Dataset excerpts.
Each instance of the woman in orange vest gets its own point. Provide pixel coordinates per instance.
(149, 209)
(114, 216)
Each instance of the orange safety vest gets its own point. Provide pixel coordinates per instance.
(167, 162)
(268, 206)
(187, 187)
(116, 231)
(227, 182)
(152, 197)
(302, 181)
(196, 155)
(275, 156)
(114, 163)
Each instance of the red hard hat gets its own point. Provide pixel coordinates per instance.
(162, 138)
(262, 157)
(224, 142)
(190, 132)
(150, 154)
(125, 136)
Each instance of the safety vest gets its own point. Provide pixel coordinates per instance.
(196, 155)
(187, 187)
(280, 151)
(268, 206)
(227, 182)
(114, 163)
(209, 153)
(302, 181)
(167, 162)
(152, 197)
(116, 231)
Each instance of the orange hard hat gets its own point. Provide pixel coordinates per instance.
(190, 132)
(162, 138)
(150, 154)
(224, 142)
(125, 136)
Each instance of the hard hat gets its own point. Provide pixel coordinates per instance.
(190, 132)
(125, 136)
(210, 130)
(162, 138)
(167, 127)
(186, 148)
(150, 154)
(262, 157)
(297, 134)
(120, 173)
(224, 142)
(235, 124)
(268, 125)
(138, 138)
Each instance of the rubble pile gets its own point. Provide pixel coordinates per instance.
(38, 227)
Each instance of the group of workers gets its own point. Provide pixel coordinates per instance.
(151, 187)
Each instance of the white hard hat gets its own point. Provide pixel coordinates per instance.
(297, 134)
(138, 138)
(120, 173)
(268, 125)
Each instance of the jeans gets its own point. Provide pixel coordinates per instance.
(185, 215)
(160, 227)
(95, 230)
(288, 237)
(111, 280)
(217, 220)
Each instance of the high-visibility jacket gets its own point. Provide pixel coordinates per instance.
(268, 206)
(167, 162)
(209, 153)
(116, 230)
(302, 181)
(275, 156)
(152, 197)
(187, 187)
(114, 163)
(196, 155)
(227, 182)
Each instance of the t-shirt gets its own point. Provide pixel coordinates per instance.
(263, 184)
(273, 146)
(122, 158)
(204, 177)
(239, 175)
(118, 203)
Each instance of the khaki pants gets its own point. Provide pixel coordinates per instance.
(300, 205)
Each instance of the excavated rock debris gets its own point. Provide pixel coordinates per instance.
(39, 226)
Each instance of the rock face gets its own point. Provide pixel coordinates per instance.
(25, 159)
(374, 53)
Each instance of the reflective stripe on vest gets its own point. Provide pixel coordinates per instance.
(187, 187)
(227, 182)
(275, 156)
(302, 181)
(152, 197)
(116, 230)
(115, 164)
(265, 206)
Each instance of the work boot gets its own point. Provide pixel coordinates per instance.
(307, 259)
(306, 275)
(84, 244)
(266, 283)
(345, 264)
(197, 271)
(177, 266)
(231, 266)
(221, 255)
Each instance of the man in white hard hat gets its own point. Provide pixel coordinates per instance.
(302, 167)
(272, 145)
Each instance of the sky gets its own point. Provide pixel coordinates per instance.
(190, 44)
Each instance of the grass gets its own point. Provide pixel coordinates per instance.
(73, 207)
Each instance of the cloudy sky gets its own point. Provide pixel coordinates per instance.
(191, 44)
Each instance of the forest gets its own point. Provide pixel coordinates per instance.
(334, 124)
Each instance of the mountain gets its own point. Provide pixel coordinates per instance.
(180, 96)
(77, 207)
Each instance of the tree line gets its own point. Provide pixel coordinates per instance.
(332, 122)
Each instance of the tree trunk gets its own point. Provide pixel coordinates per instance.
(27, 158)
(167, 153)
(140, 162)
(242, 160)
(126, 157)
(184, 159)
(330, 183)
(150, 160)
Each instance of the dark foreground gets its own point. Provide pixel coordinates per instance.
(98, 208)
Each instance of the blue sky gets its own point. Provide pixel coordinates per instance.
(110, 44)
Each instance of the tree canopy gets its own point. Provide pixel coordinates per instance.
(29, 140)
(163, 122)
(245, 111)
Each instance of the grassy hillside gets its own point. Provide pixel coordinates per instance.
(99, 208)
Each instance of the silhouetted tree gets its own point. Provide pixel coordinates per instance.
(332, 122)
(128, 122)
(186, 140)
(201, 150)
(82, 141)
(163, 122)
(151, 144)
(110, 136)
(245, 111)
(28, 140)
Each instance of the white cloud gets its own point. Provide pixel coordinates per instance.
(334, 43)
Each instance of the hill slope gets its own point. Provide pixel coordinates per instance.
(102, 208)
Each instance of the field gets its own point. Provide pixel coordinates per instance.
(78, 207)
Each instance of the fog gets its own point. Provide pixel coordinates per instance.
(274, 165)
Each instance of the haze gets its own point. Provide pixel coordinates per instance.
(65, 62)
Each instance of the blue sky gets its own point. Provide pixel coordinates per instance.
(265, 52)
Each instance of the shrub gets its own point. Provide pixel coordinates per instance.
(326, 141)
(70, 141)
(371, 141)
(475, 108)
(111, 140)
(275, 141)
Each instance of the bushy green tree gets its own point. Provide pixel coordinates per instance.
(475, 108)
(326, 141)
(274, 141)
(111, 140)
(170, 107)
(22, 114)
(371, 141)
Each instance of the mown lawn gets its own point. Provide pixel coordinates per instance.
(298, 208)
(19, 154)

TASK. From the first line to the last, transcribe the data exactly.

SOLUTION FOR THIS EXERCISE.
Each instance of the woman in orange vest gets its own point. Provide pixel coordinates per instance.
(149, 209)
(114, 216)
Each instance of the orange safety vest gets its own point. Provide pixel coordinates per instance.
(167, 162)
(268, 206)
(187, 187)
(116, 231)
(227, 182)
(152, 197)
(302, 181)
(196, 155)
(275, 156)
(114, 163)
Each instance of the red hard hat gets its own point. Provide pixel coordinates per instance.
(162, 138)
(262, 157)
(224, 142)
(190, 132)
(150, 154)
(125, 136)
Each instance of the safety vest gets its own point. Provide pixel coordinates per instance.
(196, 155)
(187, 187)
(280, 151)
(268, 206)
(227, 182)
(114, 163)
(209, 153)
(302, 181)
(167, 162)
(152, 197)
(116, 231)
Each instance of the orange hard hat gets its own point. Provide pixel coordinates per instance.
(190, 132)
(162, 138)
(150, 154)
(224, 142)
(125, 136)
Each instance of the hard hat gets its own point. Provide pixel coordinates per instance.
(190, 132)
(125, 136)
(210, 130)
(162, 138)
(167, 127)
(186, 148)
(150, 154)
(262, 157)
(297, 134)
(120, 173)
(224, 142)
(235, 124)
(268, 125)
(138, 138)
Each instance of the rubble pile gets its own point. Provide pixel coordinates per instance.
(38, 227)
Each instance of the group of workers gets its own point. Provide pixel coordinates per instance.
(151, 187)
Each instance of the white hard hat gets its own point. Provide pixel coordinates per instance.
(297, 134)
(138, 138)
(120, 173)
(268, 125)
Each instance of the jeans gets its own point. Provide pixel coordinates per instance.
(185, 215)
(160, 227)
(95, 230)
(288, 237)
(111, 280)
(217, 220)
Each instance of the high-visibility jacket gets its own point. Provide pixel coordinates per instance.
(268, 206)
(167, 162)
(209, 153)
(116, 230)
(302, 181)
(275, 156)
(152, 197)
(187, 187)
(114, 163)
(196, 155)
(227, 182)
Each instance of the t-shirt gets its own point. Provide pixel coordinates per instance.
(263, 184)
(273, 146)
(122, 158)
(204, 177)
(239, 175)
(118, 203)
Each instance of the khaki pants gets its own point. Provide pixel coordinates per instance.
(300, 205)
Each instance of the excavated rock debris gets its own point. Provide pixel coordinates per instance.
(39, 226)
Each instance of the rock face gets its own point. Provide pixel coordinates per instance.
(25, 159)
(374, 53)
Each instance of the reflective stripe on vest gets its own point. Provide pixel coordinates per instance.
(187, 187)
(227, 182)
(275, 156)
(302, 181)
(152, 197)
(116, 230)
(115, 164)
(265, 206)
Each instance of the work boot gets its own point. Provide pixel coordinates per instance.
(307, 259)
(306, 275)
(84, 244)
(266, 283)
(345, 264)
(197, 271)
(177, 266)
(231, 266)
(221, 255)
Each instance of the man in white hard hat gets its own point. Provide pixel coordinates per instance.
(302, 167)
(272, 145)
Each instance of the sky gets its own point. Provide pixel coordinates per instance.
(190, 44)
Each instance of the grass gets its own point. Provide pixel coordinates per instance.
(73, 207)
Each instance of the cloudy sky gets its own point. Provide pixel coordinates per instance.
(191, 44)
Each instance of the forest gets its own point. Provide pixel coordinates per instance.
(334, 124)
Each instance of the mountain gets its own point. Provide pixel coordinates per instance.
(180, 96)
(77, 207)
Each instance of the tree line gets its own point. Provide pixel coordinates per instance.
(332, 122)
Each instance of the tree trunk gets its own point. Provide pixel coordinates per instance.
(27, 158)
(167, 153)
(140, 162)
(242, 160)
(126, 157)
(184, 159)
(330, 183)
(150, 160)
Each instance of the dark foreground gets its own point. Provide pixel coordinates per instance.
(98, 208)
Each instance of the blue sky gets its own point. Provide pixel coordinates per instance.
(110, 44)
Each instance of the tree canopy gets its own point. Provide pixel coordinates per instance.
(29, 140)
(163, 122)
(245, 111)
Each instance of the grassy hillside gets its own point. Provide pixel coordinates per instance.
(99, 208)
Each instance of the silhouetted tree gets its own point. Provide pixel coordinates per instance.
(332, 122)
(128, 122)
(186, 140)
(201, 150)
(82, 141)
(163, 122)
(151, 144)
(110, 136)
(245, 111)
(28, 140)
Each instance of the white cloud gets its own point. Provide pixel coordinates per instance.
(334, 43)
Each instance of the hill slope gets its own point. Provide pixel coordinates per instance.
(102, 208)
Each instance of the field gets its own point. Provide pixel coordinates per instance.
(78, 207)
Each instance of the fog gets its own point. Provide pixel coordinates per instance.
(274, 165)
Each instance of the haze gets its own point. Provide pixel coordinates per instance.
(65, 62)
Each instance of the blue sky gets its own point. Provide pixel coordinates per instance.
(265, 52)
Each instance of the shrub gets its own point. Provide pixel coordinates per instance.
(326, 141)
(70, 141)
(371, 141)
(475, 108)
(111, 140)
(275, 141)
Each instance of the bushy green tree gets its own point. Provide pixel coordinates per instance.
(475, 108)
(326, 141)
(274, 141)
(111, 140)
(170, 107)
(22, 114)
(371, 141)
Each instance of the mown lawn gets its own point. Provide pixel coordinates per instance.
(298, 208)
(19, 154)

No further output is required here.